• _Your instructions_
Could you write out the records below again with "Expected behaviour" renamed to "Expected behavior" wherever it occurs, keeping everything else unchanged?

• _Entries_
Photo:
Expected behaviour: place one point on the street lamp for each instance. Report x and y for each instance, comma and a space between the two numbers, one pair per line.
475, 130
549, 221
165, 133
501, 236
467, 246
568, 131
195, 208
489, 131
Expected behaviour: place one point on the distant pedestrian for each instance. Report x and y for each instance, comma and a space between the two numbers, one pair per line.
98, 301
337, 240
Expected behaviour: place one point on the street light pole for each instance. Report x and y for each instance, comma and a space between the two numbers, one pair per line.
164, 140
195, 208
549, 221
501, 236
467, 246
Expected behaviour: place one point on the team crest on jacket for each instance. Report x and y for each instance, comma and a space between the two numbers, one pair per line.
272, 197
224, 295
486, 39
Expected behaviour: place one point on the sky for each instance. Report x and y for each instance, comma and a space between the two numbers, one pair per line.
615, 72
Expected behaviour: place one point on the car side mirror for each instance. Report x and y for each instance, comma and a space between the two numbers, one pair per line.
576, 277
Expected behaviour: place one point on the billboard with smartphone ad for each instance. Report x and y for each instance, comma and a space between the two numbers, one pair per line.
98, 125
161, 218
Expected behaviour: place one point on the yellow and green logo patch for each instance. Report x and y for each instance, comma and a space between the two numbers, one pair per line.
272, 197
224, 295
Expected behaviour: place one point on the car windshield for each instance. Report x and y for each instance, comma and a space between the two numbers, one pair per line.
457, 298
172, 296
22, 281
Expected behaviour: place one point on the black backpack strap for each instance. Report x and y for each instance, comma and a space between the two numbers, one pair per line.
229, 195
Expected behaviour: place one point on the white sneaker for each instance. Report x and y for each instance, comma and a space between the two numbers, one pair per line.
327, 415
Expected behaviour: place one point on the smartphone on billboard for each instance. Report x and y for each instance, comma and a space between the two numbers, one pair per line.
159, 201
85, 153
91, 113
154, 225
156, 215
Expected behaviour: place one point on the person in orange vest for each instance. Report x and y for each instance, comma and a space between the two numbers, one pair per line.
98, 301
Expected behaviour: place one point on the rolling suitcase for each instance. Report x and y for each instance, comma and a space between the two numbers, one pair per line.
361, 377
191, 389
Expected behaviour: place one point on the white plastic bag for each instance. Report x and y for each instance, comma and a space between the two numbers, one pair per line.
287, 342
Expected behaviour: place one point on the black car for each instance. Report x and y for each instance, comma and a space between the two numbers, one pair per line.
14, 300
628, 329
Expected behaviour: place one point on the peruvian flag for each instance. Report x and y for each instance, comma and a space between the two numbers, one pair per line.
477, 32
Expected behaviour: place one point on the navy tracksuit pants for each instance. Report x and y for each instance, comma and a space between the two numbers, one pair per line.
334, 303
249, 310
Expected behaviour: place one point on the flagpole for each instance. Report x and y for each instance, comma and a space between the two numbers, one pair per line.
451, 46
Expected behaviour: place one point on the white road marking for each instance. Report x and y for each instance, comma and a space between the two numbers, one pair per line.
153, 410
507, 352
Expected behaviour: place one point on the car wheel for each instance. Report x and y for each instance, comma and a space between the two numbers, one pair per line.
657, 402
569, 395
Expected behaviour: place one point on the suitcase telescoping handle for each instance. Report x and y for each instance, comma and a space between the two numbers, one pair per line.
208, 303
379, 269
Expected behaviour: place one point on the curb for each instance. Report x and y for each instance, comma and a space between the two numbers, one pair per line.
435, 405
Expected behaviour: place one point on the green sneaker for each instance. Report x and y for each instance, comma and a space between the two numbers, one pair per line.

• _Exercise result_
Photo:
Expected behavior: place one point on the street lamp for each instance. Report x and y for each instance, comma and a space between the two numbers, one pair per line.
475, 130
549, 221
165, 133
501, 236
467, 246
568, 131
195, 208
489, 131
Expected behavior: place one point on the distant pedestrian for each instance. Report x and y for each instance, comma and a space between the two numbers, one pair per line.
98, 301
337, 240
Expected behavior: place one point on the street light pole for each instance. Report x and y for each instance, comma and a space between the two numbers, one pair per line.
164, 140
195, 208
549, 221
501, 236
467, 246
Expected behavior: place one point on the team crest on jacket for each instance. Report x and y for each instance, comma and a space between the two numbers, one pair per line.
272, 197
224, 295
486, 39
Expected behavior: place one point on the sky for each instance. Report x and y for each instance, comma and a space between the two numbers, one pair per line.
615, 72
Expected behavior: place one point on the car side mirror for each instance. Report x and y for each instance, comma and a space between the two numbers, one pair per line.
576, 277
Expected behavior: place one point on the billboard with smartphone ad for each instance. Report x and y for each instance, comma and a space between the two numbers, one pair per line.
98, 125
161, 218
Expected behavior: place one point on the yellow and green logo patch for each instance. Report x and y for each instance, comma and a space between the two numbers, one pair per line.
272, 197
224, 295
Expected behavior: place one point on the car windshield for each instance. Report x and y for each instance, comma and a space between the two numbers, one pair per line.
457, 298
172, 296
22, 281
Expected behavior: place one point on the black backpack strap for each instance. Report x and y for each instance, comma and a space between the two numbers, one pair per line.
229, 195
Expected behavior: place one point on the white sneaker for each instance. Report x and y for each instance, comma and a space between the two numbers, one pair per line.
327, 415
Expected behavior: place one point on the smartphone on billboard for each instance. Report x and y for each instance, comma and a space between the two numbers, one pair per line.
159, 201
85, 153
91, 113
154, 225
156, 215
Expected behavior: place one point on the person in orange vest for each instance. Report x and y for each instance, comma and a space between the two numbers, one pair per line.
98, 301
Expected behavior: place one point on the rolling suitcase for each instance. Report x and y for each instance, comma and a space between the two numbers, one pair per line.
361, 377
191, 389
Expected behavior: place one point on the white plastic bag for each instance. Report x and y for each instance, comma and a space between the two numbers, one pair per line.
287, 342
Expected behavior: place one point on the black car for each instance. Report x and y for each instance, comma and a space between the two numbers, one pair per line.
14, 300
628, 329
Expected behavior: place one point on the peruvian flag for each instance. Report x and y for each instance, comma and a space between the two numbers, one pair per line.
477, 32
Expected behavior: place one point on the navy tracksuit pants for each instance. Report x and y for each instance, comma and a space between the two numbers, one pair per line.
334, 303
249, 310
Expected behavior: place one point on the flagpole for each instance. Report x and y for each instance, comma and a space between the two numbers, one pair per line.
451, 46
Expected behavior: place one point on the white road marking for each instance. Report x and y for each instance, comma and a space between the two numbers, one pair per line.
153, 410
507, 352
Expected behavior: place one point on the car wheel for each instance. Report x and y for each instance, comma and a space between the two numbers, one pair per line.
657, 402
569, 395
Expected behavior: place one point on the suitcase telescoping handle for each instance. Report x and y for each instance, comma and a space between the two numbers, one pair per line.
208, 303
379, 269
Expected behavior: place one point on the curb for each instance. Report x and y for each instance, comma and a space between the two numbers, one pair per line.
435, 405
Expected behavior: place one point on the green sneaker for each instance. Report x and y for each instance, comma and a space between the two numbers, one pair per line.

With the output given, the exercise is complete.